> _Extract to read_:
Scaling with RF would mean that there is barely any feedback in the first half of the
twentieth century, which is also unphysical.
Different formulations for time-varying global feedback exist for simple models, such as
(Armour et al., 2013; Geoffroy et al., 2013; Goodwin, 2018). All of these formulations have in
common that the feedback only changes some time after radiative forcing, with different
lags. I think the Goodwin approach is most suitable for adjustment into EM-GC. Goodwin,
also using a data-driven model, shows that the upper range of climate sensitivity is
extremely sensitive to the time-scale.
I further believe that getting an optimal global constant by fitting, and then adjusting the
4.5.model to include time-varying feedbacks will tend to favour the former. Ideally, the fitting is
done simultaneously.
I don’t see how the authors determined the uncertainty around the carbon cycle. I cannot
find a mention of 10% of Friedlingstein (which concluded that emission-driven simulations
warm a tad more than concentration-driven simulations in CMIP5). Ten percent seems low,
but this is not my expertise.
The paper is still quite long. In the minor comments I will make another set of suggestions to
make the paper easier to understand. This will not be an exhaustive list. There are good
guides on the internet for writing concisely, that have helped me become a better writer.
For instance: https://writingcenter.gmu.edu/guides/writing-concisely.
The EM-GC model does not model the carbon cycle explicitly, and discussion of the carbon
cycle may also be an option to remove. I don’t see the value of showing all SSPs in f.i. Figure
9. Consider dropping those with few CMIP6 models.
Geoffroy, O., Saint-Martin, D., Bellon, G., Voldoire, A., Olivié, D. J. L., & Tytéca, S. (2013).
Transient climate response in a two-layer energy-balance model. Part II: Representation of the
efficacy of deep-ocean heat uptake and validation for CMIP5 AOGCMs. Journal of Climate, 26(6),
1859–1876. https://doi.org/10.1175/JCLI-D-12-00196.1
Goodwin, P. (2018). On the Time Evolution of Climate Sensitivity and Future Warming. Earth’s
Future, 6(9), 1336–1348. https://doi.org/10.1029/2018EF000889
Armour, K. C., Bitz, C. M., & Roe, G. H. (2013). Time-Varying Climate Sensitivity from Regional
Feedbacks. Journal of Climate, 26(13), 4518–4534. https://doi.org/10.1175/JCLI-D-12-00544.1
Minor comments:
79: Replace ‘to designate future’ with ‘for the’: future and scenarios are redundant
101: ‘land-use change’: check hyphens throughout the entire paper
131: remove ‘of climate’
132: remove ‘because’, start new sentence at ‘this’
142: consider removing ‘Bony et al.’ sentence, I don’t see the use
150: due to this update, our model is
186: which update
202-205: long sentence
209: ‘that is our primary data source’, maybe replace with: ‘which we use as default’
220: rung→panel
235-237: unnecessary sentence
240: reword: for this simulation, kappa =1.28, W/m^2/C fits the OHC data best
242: remove ‘the’ before ‘IOD’
243: remove ‘temporal variations in’
245: slight -> small
343: remove ‘consequently’
347: remove ‘multiplicative’: factor is by definition multiplicative
348: split sentence after ‘2015’
354: remove ‘thus’
367: remove sentence, already clear
379: remove ‘scientific’: what else?

> _Exercises to complete_:
- a) Answer these questions using the review comments above:
(i) Which approach does the reviewer consider most suitable for adjustment into EM-GC?
(ii) In the minor comments, what word should replace "slight"?
(iii) In which journal did the Goodwin (2018) article appear?
- b) Rewrite everything in the records from their first line down to the line that contains "x=313, y=247", with both ends included and the requests kept as they are. Multiply each coordinate in the answers by 1.8, round to whole numbers with halves going up, and leave the pictures out.

> _Excerpt from a dataset_:
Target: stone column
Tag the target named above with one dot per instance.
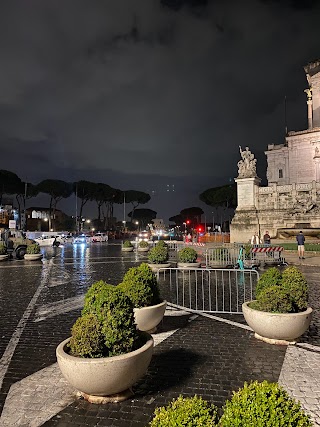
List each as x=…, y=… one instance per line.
x=247, y=192
x=245, y=221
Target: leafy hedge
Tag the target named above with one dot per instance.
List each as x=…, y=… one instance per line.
x=158, y=255
x=186, y=411
x=107, y=326
x=256, y=404
x=263, y=404
x=141, y=286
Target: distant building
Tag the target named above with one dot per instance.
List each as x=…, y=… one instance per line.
x=298, y=159
x=291, y=201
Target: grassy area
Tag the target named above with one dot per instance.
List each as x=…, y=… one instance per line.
x=313, y=247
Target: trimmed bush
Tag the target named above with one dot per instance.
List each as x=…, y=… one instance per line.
x=141, y=286
x=3, y=249
x=158, y=255
x=143, y=244
x=185, y=411
x=114, y=311
x=187, y=255
x=273, y=300
x=87, y=338
x=127, y=244
x=269, y=278
x=33, y=249
x=294, y=283
x=281, y=293
x=263, y=404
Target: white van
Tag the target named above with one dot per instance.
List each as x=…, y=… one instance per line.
x=100, y=237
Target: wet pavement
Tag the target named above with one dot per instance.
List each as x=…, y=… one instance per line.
x=206, y=355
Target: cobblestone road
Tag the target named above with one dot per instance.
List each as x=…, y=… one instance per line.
x=193, y=354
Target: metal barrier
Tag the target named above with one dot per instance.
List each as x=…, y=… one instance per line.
x=221, y=257
x=208, y=290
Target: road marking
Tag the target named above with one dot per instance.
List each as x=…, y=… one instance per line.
x=10, y=349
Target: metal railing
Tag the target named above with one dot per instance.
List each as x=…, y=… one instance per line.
x=208, y=290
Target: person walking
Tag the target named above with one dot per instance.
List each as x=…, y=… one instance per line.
x=300, y=240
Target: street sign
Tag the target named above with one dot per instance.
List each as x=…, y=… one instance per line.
x=12, y=223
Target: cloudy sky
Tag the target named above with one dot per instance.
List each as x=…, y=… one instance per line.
x=142, y=94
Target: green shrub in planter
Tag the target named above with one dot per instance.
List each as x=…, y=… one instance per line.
x=3, y=249
x=294, y=283
x=114, y=310
x=263, y=404
x=127, y=244
x=141, y=286
x=282, y=293
x=269, y=278
x=185, y=411
x=158, y=255
x=273, y=300
x=87, y=338
x=187, y=255
x=34, y=248
x=143, y=244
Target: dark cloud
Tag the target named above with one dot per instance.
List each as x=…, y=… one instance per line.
x=149, y=92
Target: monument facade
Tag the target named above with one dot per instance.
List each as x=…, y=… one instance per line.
x=291, y=200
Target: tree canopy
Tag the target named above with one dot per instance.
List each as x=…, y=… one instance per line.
x=144, y=216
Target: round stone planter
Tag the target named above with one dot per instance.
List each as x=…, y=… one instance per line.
x=143, y=249
x=277, y=326
x=105, y=376
x=148, y=318
x=130, y=249
x=188, y=264
x=156, y=267
x=32, y=257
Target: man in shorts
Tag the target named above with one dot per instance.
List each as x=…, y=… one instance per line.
x=300, y=241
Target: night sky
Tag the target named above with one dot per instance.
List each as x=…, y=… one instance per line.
x=147, y=94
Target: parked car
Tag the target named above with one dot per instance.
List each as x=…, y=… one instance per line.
x=100, y=237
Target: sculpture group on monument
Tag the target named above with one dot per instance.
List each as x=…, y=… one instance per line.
x=291, y=200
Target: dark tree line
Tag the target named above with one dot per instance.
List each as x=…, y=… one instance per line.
x=104, y=195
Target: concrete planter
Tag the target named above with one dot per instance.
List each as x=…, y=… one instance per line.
x=277, y=326
x=127, y=249
x=156, y=267
x=148, y=318
x=188, y=264
x=32, y=257
x=104, y=376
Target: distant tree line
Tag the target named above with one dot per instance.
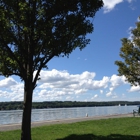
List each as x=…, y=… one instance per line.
x=63, y=104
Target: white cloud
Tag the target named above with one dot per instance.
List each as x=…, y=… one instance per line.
x=101, y=91
x=117, y=81
x=134, y=89
x=109, y=94
x=109, y=5
x=59, y=85
x=7, y=82
x=95, y=96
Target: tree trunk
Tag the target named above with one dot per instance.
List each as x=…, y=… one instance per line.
x=27, y=107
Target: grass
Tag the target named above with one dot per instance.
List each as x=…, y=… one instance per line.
x=106, y=129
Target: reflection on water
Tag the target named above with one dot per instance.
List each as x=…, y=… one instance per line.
x=15, y=116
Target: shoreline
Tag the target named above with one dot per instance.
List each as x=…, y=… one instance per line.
x=8, y=127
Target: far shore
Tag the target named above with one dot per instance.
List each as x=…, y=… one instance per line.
x=9, y=127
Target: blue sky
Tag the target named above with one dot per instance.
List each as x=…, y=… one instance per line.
x=90, y=74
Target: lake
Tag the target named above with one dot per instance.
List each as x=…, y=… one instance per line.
x=15, y=116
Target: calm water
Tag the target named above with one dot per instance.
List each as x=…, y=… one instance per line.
x=15, y=116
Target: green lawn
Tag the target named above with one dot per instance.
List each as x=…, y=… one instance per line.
x=106, y=129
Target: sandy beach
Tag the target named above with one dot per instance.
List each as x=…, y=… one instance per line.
x=71, y=120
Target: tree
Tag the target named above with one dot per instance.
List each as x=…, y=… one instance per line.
x=32, y=32
x=130, y=53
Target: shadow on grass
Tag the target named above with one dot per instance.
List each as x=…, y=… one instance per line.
x=94, y=137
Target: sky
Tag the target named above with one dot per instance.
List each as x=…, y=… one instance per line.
x=90, y=74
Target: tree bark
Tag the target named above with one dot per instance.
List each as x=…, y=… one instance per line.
x=27, y=108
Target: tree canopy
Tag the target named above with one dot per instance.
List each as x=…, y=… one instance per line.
x=130, y=53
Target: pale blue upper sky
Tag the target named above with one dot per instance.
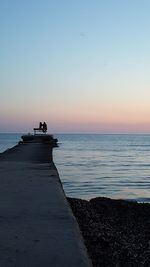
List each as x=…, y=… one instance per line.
x=82, y=66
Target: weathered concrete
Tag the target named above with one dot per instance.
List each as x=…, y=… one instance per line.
x=37, y=227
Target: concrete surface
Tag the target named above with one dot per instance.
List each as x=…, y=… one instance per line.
x=37, y=227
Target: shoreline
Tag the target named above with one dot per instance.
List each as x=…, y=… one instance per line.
x=115, y=232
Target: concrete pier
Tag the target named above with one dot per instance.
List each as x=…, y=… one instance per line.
x=37, y=228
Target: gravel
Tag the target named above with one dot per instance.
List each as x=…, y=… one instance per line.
x=116, y=232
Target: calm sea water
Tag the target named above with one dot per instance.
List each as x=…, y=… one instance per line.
x=90, y=165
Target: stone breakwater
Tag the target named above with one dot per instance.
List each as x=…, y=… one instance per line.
x=37, y=227
x=116, y=232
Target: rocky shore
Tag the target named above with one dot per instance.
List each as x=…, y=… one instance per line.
x=116, y=232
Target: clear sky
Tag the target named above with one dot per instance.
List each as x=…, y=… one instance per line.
x=80, y=65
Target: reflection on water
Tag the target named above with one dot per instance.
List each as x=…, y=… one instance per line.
x=116, y=166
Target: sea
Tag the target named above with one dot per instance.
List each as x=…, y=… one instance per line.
x=100, y=165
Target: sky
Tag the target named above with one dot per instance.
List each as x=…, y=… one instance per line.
x=80, y=65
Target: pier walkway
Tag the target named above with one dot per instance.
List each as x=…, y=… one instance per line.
x=37, y=228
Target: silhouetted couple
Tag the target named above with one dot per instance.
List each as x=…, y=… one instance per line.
x=43, y=126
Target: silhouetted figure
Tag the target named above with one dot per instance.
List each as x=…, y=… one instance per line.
x=40, y=125
x=44, y=127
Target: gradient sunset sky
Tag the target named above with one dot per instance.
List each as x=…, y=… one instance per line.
x=82, y=66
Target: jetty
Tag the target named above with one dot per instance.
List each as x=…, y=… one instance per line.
x=37, y=227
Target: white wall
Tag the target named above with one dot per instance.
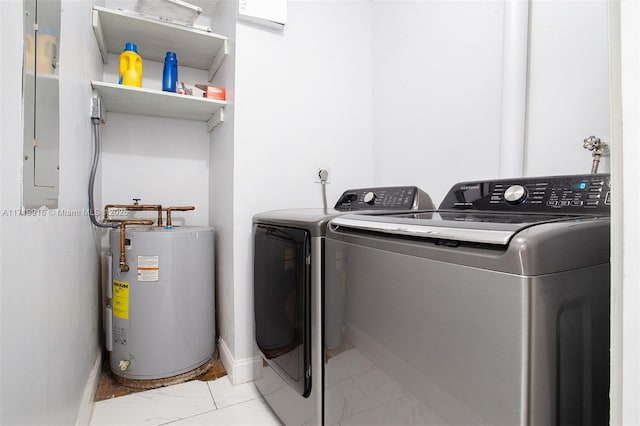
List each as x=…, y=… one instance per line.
x=438, y=86
x=436, y=92
x=221, y=187
x=302, y=102
x=160, y=161
x=626, y=230
x=48, y=264
x=568, y=85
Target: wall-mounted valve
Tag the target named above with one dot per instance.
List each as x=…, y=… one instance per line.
x=597, y=147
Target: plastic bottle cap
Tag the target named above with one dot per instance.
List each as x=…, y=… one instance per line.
x=131, y=46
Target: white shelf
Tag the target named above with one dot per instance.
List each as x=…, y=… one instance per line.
x=195, y=48
x=155, y=103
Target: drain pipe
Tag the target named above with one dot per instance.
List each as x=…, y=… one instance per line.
x=514, y=87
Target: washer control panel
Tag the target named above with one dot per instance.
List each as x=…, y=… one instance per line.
x=384, y=198
x=557, y=194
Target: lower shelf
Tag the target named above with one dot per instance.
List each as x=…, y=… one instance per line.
x=155, y=103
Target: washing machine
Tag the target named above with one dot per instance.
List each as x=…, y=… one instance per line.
x=288, y=292
x=491, y=310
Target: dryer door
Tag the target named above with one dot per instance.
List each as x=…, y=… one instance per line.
x=281, y=286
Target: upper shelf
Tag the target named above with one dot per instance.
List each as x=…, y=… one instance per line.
x=140, y=101
x=195, y=48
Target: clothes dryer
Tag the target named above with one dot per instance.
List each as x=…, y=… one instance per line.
x=288, y=290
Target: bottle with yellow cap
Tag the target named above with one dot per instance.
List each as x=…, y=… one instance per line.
x=130, y=66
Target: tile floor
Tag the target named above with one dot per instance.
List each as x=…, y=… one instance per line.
x=214, y=402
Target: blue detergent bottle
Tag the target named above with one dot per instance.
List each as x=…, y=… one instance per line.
x=170, y=73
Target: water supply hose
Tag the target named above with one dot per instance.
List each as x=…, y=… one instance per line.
x=92, y=178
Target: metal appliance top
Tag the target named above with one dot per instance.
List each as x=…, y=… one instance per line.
x=492, y=212
x=572, y=194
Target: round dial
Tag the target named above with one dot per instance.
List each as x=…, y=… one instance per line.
x=515, y=194
x=370, y=198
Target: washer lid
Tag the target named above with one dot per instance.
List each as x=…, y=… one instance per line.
x=464, y=226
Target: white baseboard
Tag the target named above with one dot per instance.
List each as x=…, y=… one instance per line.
x=239, y=370
x=86, y=405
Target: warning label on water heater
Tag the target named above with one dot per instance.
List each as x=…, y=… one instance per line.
x=148, y=269
x=121, y=299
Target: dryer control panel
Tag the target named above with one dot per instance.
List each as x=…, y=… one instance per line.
x=554, y=194
x=384, y=198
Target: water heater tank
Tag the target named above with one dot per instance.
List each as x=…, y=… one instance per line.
x=161, y=311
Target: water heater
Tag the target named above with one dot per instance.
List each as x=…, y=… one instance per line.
x=160, y=318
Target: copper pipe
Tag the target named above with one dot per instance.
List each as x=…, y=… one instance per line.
x=176, y=209
x=123, y=224
x=134, y=207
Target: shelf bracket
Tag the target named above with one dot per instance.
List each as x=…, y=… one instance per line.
x=219, y=59
x=97, y=31
x=216, y=119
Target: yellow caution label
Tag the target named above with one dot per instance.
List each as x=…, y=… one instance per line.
x=121, y=299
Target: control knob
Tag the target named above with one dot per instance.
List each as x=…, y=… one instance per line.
x=515, y=194
x=370, y=198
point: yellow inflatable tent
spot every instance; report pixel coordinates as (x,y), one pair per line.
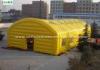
(45,36)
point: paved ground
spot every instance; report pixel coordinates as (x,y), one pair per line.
(26,60)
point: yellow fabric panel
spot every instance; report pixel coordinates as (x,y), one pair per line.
(54,31)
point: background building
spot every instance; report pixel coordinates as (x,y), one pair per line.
(38,9)
(69,7)
(57,6)
(87,6)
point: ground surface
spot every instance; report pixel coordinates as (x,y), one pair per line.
(26,60)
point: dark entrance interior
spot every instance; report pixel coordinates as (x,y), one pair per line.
(30,44)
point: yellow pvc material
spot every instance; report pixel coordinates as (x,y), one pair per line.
(50,36)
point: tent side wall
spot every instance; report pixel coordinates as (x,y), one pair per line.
(39,30)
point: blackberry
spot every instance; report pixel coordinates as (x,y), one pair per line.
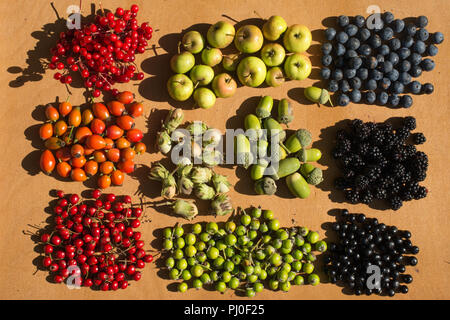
(396,203)
(419,138)
(410,123)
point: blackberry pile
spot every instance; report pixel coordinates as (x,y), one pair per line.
(378,162)
(377,64)
(369,257)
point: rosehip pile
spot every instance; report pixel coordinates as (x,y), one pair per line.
(103,51)
(100,139)
(94,242)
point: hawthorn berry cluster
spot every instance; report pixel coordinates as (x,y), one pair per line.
(99,237)
(103,51)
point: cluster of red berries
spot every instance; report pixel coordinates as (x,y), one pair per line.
(103,52)
(95,241)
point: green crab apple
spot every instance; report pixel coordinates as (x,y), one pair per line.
(180,87)
(204,98)
(201,74)
(249,39)
(230,62)
(211,56)
(275,77)
(273,54)
(251,71)
(297,66)
(297,38)
(183,62)
(193,42)
(224,85)
(274,27)
(221,34)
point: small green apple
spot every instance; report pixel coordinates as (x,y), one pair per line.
(251,71)
(221,34)
(297,66)
(275,77)
(180,87)
(204,98)
(224,85)
(273,54)
(297,38)
(211,56)
(274,27)
(230,62)
(201,74)
(193,42)
(249,39)
(183,62)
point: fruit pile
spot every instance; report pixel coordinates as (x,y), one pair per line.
(262,147)
(93,243)
(369,257)
(245,255)
(379,162)
(250,60)
(102,51)
(100,139)
(376,65)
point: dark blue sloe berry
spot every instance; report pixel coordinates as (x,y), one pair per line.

> _Response list_:
- a)
(i) The Goodwin approach.
(ii) Small.
(iii) Earth's Future.

- b)
Target: stone column
Tag the target named above with one dot per instance.
List each as x=…, y=… one instance per line.
x=445, y=346
x=441, y=398
Target: leafy hedge
Tag the target named above with one dot per instance.
List each as x=…, y=… one instance per line.
x=284, y=459
x=335, y=740
x=193, y=587
x=461, y=727
x=473, y=727
x=254, y=515
Target: distant building
Tag the target named above with one dot per instance.
List each as x=…, y=… one instance per line.
x=536, y=286
x=524, y=362
Target: grassy area
Tag the target named above with one dot per instance.
List each as x=…, y=… one instance per line.
x=563, y=445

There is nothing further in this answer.